**What to do:**
Set out the listing below as a JSON list of strings, one string per line, skipping blank lines and any line that stands for a picture.

**Dataset entries:**
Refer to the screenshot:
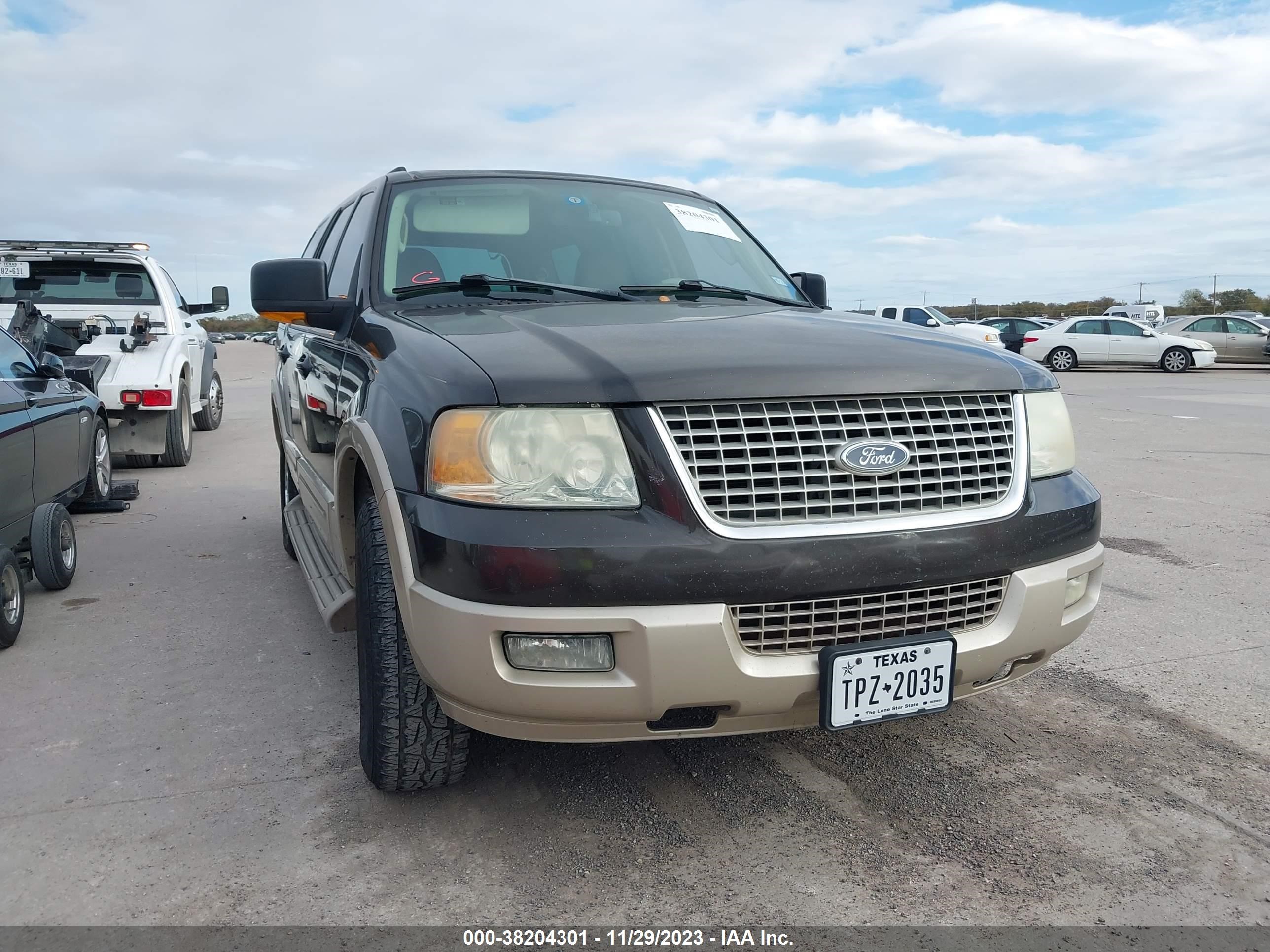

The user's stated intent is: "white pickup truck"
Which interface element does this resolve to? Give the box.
[0,241,229,466]
[874,304,1006,350]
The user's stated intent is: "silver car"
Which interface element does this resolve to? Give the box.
[1160,313,1270,363]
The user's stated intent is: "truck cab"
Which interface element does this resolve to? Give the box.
[0,241,229,466]
[874,304,1006,350]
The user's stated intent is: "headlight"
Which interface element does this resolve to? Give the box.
[428,408,639,509]
[1023,390,1076,480]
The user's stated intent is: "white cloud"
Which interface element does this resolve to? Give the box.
[0,0,1270,308]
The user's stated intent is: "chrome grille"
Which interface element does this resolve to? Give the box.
[658,394,1015,525]
[732,575,1010,655]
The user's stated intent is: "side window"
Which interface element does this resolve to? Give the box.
[0,331,39,379]
[326,192,375,297]
[300,212,334,258]
[1109,321,1144,338]
[318,205,353,275]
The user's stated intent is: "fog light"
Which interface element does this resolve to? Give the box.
[1063,573,1090,608]
[503,633,613,672]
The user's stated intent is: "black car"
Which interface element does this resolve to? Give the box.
[0,330,110,647]
[979,317,1047,354]
[251,170,1102,789]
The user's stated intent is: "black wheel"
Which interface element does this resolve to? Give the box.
[194,371,225,430]
[278,449,296,558]
[357,477,471,791]
[1160,346,1191,373]
[80,416,110,503]
[1047,346,1076,371]
[159,381,194,466]
[0,546,27,648]
[31,503,79,591]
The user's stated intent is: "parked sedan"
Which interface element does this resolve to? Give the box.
[979,317,1045,354]
[1020,317,1217,373]
[1160,313,1268,363]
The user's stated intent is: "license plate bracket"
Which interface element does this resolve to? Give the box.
[820,631,956,731]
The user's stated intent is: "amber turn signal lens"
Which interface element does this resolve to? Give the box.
[428,410,494,486]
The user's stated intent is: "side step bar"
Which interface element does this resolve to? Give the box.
[283,496,357,631]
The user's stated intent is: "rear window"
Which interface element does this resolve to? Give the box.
[0,260,159,307]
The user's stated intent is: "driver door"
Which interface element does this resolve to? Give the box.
[1107,321,1161,364]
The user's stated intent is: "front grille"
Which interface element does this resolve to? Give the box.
[658,394,1015,525]
[732,575,1010,655]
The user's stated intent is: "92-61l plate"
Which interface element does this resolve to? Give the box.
[820,631,956,731]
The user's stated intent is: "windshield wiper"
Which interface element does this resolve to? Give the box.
[392,274,639,301]
[621,278,814,307]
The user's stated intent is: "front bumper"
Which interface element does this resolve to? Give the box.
[403,544,1102,741]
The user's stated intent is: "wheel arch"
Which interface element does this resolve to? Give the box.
[330,416,414,623]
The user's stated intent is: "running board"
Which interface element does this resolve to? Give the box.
[282,496,357,631]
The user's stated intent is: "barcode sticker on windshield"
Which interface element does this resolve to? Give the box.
[662,202,741,241]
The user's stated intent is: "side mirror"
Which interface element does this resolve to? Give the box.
[39,354,66,379]
[185,284,230,316]
[251,258,354,330]
[790,272,829,310]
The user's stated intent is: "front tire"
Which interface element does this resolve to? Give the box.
[159,379,194,466]
[31,503,79,591]
[1045,346,1076,371]
[357,477,471,791]
[80,416,113,503]
[0,546,27,648]
[194,371,225,430]
[1160,346,1191,373]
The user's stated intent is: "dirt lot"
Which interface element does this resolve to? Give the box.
[0,343,1270,925]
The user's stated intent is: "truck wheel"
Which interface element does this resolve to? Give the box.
[1160,346,1191,373]
[0,546,27,648]
[278,449,296,558]
[357,477,471,791]
[159,381,194,466]
[194,371,225,430]
[31,503,79,591]
[1048,346,1076,371]
[80,416,110,503]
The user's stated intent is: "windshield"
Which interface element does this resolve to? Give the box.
[381,179,803,304]
[0,260,159,307]
[926,307,952,324]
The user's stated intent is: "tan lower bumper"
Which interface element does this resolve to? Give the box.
[403,544,1102,741]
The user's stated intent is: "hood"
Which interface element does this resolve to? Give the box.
[396,301,1057,404]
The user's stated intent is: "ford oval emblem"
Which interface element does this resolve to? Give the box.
[834,439,912,476]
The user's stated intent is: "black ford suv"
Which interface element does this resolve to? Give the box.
[251,169,1102,789]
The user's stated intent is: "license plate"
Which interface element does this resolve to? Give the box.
[820,632,956,731]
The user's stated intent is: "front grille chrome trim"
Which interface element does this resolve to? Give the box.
[646,394,1031,540]
[729,575,1010,656]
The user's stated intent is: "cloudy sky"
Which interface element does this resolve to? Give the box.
[0,0,1270,311]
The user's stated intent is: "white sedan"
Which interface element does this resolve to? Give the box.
[1020,317,1217,373]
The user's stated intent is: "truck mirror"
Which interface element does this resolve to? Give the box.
[251,258,354,330]
[39,353,66,379]
[790,272,829,310]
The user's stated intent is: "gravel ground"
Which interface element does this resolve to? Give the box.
[0,343,1270,925]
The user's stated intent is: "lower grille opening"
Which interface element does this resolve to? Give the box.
[648,707,728,731]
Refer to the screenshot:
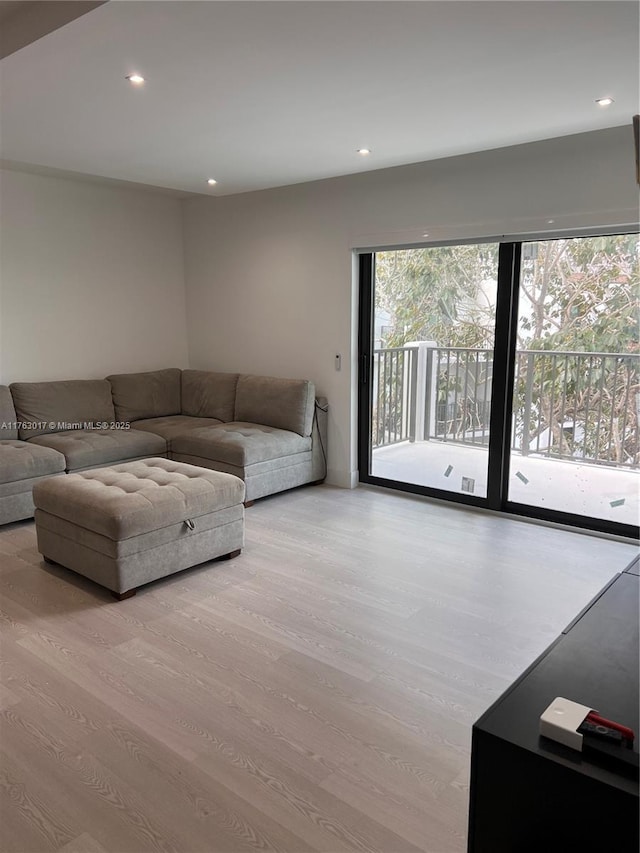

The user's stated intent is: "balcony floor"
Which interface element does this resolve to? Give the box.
[371,441,640,524]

**Task solution:**
[
  "Refer to the screenshot:",
  "The user's stated intent is: \"white pickup truck\"",
  "Which interface element does this resolve to? Give the box.",
  "[0,241,229,466]",
  "[874,304,1006,350]",
  "The user's stated intent is: \"silver car\"",
  "Which interface element does this resolve to? Give the box.",
  "[1160,313,1270,363]",
  "The user's stated intent is: \"truck cab\"",
  "Which interface element does this resolve to? Give the box.",
  "[0,241,229,466]",
  "[874,304,1006,350]",
  "The user's stated intent is: \"headlight\"",
  "Which interface element does this resolve to? Give the box.",
  "[428,408,639,509]",
  "[1023,390,1076,480]",
  "The user's stated intent is: \"white cloud\"",
  "Which interface element does this resolve to? Give the box.",
  "[0,0,1270,308]",
  "The user's stated intent is: \"chrome grille\"",
  "Which interface element does this resolve to? Give the box.",
  "[658,394,1015,525]",
  "[732,575,1010,655]",
  "The user's stated intent is: \"side window\"",
  "Which interface element does this resolve to? Give the box.",
  "[0,331,39,379]",
  "[326,192,375,297]",
  "[300,212,334,258]",
  "[1109,321,1144,338]",
  "[318,205,353,275]",
  "The user's stated intent is: \"fog light\"",
  "Which interface element does this resolve to? Give the box.",
  "[1063,573,1090,608]",
  "[503,633,613,672]",
  "The user's stated intent is: \"black car\"",
  "Which interface element does this resolve to? Give the box.",
  "[0,330,110,647]",
  "[979,317,1047,354]",
  "[251,170,1102,789]",
  "The user's stated intent is: \"black wheel\"",
  "Which interface element does this resolve to? Give the box.",
  "[194,371,225,430]",
  "[278,449,296,558]",
  "[357,477,471,791]",
  "[1160,346,1191,373]",
  "[80,416,110,503]",
  "[1047,346,1076,371]",
  "[159,381,194,466]",
  "[0,546,27,648]",
  "[31,503,79,591]",
  "The user's stated intent is: \"parked sedan\"",
  "Which interface element does this resolve to? Give the box.",
  "[979,317,1045,354]",
  "[1020,317,1217,373]",
  "[1160,313,1268,363]",
  "The user's stated intent is: \"license plate bracket\"",
  "Which interface element does this resolve to? Give the box.",
  "[820,631,956,731]",
  "The user's stated intent is: \"amber turn signal lens\"",
  "Which interface element does this resolve to? Give the box.",
  "[428,410,494,486]",
  "The user's stated intent is: \"side step bar\"",
  "Which interface element does this resolve to? Give the box.",
  "[283,496,357,631]",
  "The user's stated intent is: \"rear window\"",
  "Which interface element does this resolve to? Give the box.",
  "[0,260,159,307]",
  "The user's stated intent is: \"driver door\"",
  "Which interface element does this resolve to? Give the box.",
  "[1107,321,1161,364]",
  "The user's stated intent is: \"front grille\"",
  "Which interface element does this resolve to? Give the box.",
  "[658,394,1015,525]",
  "[732,575,1010,655]",
  "The user's stated intent is: \"92-61l plate\"",
  "Which interface element does this resolve to? Give the box.",
  "[820,631,956,731]",
  "The user's stated intent is: \"windshield wiper\"",
  "Which interface element does this resolve to? Give the box.",
  "[392,274,639,301]",
  "[621,278,814,307]",
  "The user's stated intent is: \"front bumper\"",
  "Which interface element does this resolve to? Give the box.",
  "[403,544,1102,741]",
  "The user's stated intent is: \"wheel arch\"",
  "Which interface element does this resolve to? Give the box.",
  "[330,416,414,623]",
  "The user's stated intent is: \"running board\"",
  "Which interface element does this resolve to? Give the box.",
  "[282,496,357,631]",
  "The user's stated intent is: \"barcode sticker on windshield\"",
  "Which interface element does this resolve to? Give the box.",
  "[662,202,741,241]",
  "The user's stated intent is: \"side mirror\"",
  "Which interface element does this resolve to? Give the box.",
  "[39,354,66,379]",
  "[185,284,230,316]",
  "[251,258,354,330]",
  "[790,272,829,310]",
  "The user's stated intent is: \"front tire\"",
  "Which interface element does this resolve to? Give the box.",
  "[159,379,194,466]",
  "[31,503,79,591]",
  "[1045,346,1076,371]",
  "[357,477,471,791]",
  "[80,416,113,503]",
  "[0,546,27,648]",
  "[194,371,225,430]",
  "[1160,346,1191,373]",
  "The user's stated intent is: \"dirt lot\"",
  "Which interface element does this resolve to? Give the box.",
  "[0,343,1270,925]",
  "The user's stated intent is: \"truck wheel\"",
  "Which interface element does this resolve to? Give the box.",
  "[1160,346,1191,373]",
  "[0,546,27,648]",
  "[278,449,296,558]",
  "[357,477,471,791]",
  "[159,381,194,466]",
  "[194,371,225,430]",
  "[31,503,79,591]",
  "[1048,346,1076,371]",
  "[80,416,110,503]",
  "The user's stated intent is: \"windshield\"",
  "Which interface element does this resolve to? Give the box.",
  "[381,179,803,304]",
  "[0,260,159,307]",
  "[926,307,952,324]",
  "The user's stated intent is: \"tan lower bumper\"",
  "Which interface element does this resolve to? Give the box.",
  "[403,544,1102,741]",
  "The user's stated intent is: \"hood\"",
  "Which interface element does this resolve to? Give the box.",
  "[396,301,1057,404]",
  "The user's stated intent is: \"ford oval emblem\"",
  "Which interface element does this resolve to? Give the box.",
  "[834,439,912,476]",
  "The user's stated intent is: \"black ford suv\"",
  "Which interface element does this resolve to? Give the box.",
  "[251,169,1102,789]",
  "The user's stated intent is: \"license plate\"",
  "Which interface element does this resolve to? Give the box.",
  "[820,632,956,731]",
  "The user's stated intent is: \"front grille chrome trim\"",
  "Which interface element does this resolve to? Give the box.",
  "[646,394,1031,540]",
  "[729,575,1010,656]",
  "The user's stated intent is: \"cloudy sky\"",
  "Which interface element does this resolve to? Give the box.",
  "[0,0,1270,311]",
  "The user's stated intent is: \"white sedan\"",
  "Which interface element does this resolve to? Give the box.",
  "[1020,317,1217,373]",
  "The user's stated intent is: \"truck mirror\"",
  "Which interface element does this resolve to? Give the box.",
  "[251,258,354,330]",
  "[39,353,66,379]",
  "[790,272,829,310]",
  "The user's stated intent is: \"gravel ground\"",
  "Which interface element does this resolve to? Give the box.",
  "[0,343,1270,925]",
  "The user's stated intent is: \"lower grille opening\"",
  "Which interface element does this resolve to? Give the box.",
  "[648,707,728,731]",
  "Refer to the screenshot:",
  "The user's stated intent is: \"balcony floor\"",
  "Which interface element does this resolve to? Give the box.",
  "[371,441,640,524]"
]